Yvonne Ervin was born and raised in Springfield, Illinois. Her love for music blossomed early. As a child she played clarinet, eventually transitioning to alto and tenor saxophone. Later, at Springfield High School she “booked a band for the first time” for her freshman class dance, testing the waters as impresario.
In 1979, Ervin attended Illinois State University. Then, in 1981, the University of Arizona where she completed a double major in journalism and music performance. After graduation, she made Tucson her home.
In a touching homage to Ervin, filmmaker Bret Primack said, “She was a doer not a talker.” And achieve, she did.
For the past 30 years, Ervin worked as a journalist/editor/producer for radio and print media publishing articles, writing columns and liner notes, producing programming and interviewing jazz legends for
KUAZ-FM,
Tucson Weekly,
Arizona Daily Star,
Tucson Citizen,
Hot House Jazz,
Down Beat and
Music Hound’s Guide to Jazz, as well as RCA, Capri and Doubletime records. Thirty of Ervin’s interviews are archived at the Library of Congress.
A charismatic stage presence, Ervin emceed and interviewed jazz greats on stage at the Monterey, Montreux, Tanglewood and Telluride jazz festivals.
In 1989, Ervin became the founding executive director of the Tucson Jazz Society—working as a volunteer for eight years before becoming the organization’s first paid employee—erecting the structure from the ground up, brick by painstaking brick, into the largest jazz society in the country. Beginning her reign as “The Queen of Jazz in Tucson.”
————
Activities
1) How many of Ervin's interviews does the Ervin biography say are archived at the Library of Congress?
2) Decide whether each statement agrees with the Ervin biography, and support each yes or no with the deciding words from it: (a) Ervin was raised in Tucson. (b) At the University of Arizona, Ervin completed a double major in journalism and music performance. (c) Ervin was paid from the start of her work with the Tucson Jazz Society.
3) Reproduce the passage of the Ervin biography starting at "Yvonne Ervin was" and ending at "Tucson her home.".
Base your answers on the Ervin biography alone.
————
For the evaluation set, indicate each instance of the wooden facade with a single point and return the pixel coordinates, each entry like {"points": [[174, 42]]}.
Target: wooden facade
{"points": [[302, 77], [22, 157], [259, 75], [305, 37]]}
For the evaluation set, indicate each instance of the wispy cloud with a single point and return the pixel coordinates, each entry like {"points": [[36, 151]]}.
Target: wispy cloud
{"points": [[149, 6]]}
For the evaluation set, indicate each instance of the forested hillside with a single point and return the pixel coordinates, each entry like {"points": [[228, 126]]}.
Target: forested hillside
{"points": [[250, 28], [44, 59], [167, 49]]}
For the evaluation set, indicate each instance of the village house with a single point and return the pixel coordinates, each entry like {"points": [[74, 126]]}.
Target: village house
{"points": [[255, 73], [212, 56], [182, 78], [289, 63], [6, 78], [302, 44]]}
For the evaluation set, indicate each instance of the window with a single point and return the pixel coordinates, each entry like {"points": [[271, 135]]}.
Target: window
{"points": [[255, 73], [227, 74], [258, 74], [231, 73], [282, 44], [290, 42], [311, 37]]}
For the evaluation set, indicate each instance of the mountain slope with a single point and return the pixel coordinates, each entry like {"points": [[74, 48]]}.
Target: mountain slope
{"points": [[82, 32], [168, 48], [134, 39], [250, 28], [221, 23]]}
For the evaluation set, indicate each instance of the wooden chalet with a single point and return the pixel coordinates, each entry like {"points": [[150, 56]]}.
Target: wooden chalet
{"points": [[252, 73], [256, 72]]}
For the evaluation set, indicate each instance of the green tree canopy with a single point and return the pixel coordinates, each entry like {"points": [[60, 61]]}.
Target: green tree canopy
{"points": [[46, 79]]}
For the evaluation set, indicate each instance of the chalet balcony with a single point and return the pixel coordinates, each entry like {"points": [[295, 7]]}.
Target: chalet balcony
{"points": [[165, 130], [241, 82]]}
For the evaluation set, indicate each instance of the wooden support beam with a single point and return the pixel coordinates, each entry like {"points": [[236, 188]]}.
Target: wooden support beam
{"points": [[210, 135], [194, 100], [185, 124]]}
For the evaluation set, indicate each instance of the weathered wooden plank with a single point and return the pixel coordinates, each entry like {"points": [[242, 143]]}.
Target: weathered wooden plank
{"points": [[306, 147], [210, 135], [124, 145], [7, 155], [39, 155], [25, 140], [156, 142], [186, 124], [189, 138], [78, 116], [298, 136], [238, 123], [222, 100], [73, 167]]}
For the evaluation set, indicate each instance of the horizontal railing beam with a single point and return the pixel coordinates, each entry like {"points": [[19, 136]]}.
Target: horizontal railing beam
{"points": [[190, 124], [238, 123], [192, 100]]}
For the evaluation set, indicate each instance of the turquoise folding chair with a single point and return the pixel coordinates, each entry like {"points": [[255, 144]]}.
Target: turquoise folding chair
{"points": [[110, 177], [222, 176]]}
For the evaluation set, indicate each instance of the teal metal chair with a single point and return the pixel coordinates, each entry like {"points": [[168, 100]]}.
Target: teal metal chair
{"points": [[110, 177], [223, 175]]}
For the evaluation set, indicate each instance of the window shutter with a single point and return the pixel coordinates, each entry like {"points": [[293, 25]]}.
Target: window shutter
————
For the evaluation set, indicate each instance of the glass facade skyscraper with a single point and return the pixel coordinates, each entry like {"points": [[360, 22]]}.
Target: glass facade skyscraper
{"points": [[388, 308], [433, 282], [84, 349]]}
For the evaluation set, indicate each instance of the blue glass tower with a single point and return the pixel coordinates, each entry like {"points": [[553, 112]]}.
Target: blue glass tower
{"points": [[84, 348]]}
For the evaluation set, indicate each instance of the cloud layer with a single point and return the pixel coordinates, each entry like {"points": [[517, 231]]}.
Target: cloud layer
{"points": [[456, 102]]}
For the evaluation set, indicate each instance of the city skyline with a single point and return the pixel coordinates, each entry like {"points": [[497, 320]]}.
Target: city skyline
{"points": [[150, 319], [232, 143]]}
————
Results of the tasks
1) Thirty.

2)
(a) No: "Yvonne Ervin was born and raised in Springfield, Illinois."
(b) Yes: "the University of Arizona where she completed a double major in journalism and music performance"
(c) No: "working as a volunteer for eight years before becoming the organization’s first paid employee"

3)
Yvonne Ervin was born and raised in Springfield, Illinois. Her love for music blossomed early. As a child she played clarinet, eventually transitioning to alto and tenor saxophone. Later, at Springfield High School she “booked a band for the first time” for her freshman class dance, testing the waters as impresario.
In 1979, Ervin attended Illinois State University. Then, in 1981, the University of Arizona where she completed a double major in journalism and music performance. After graduation, she made Tucson her home.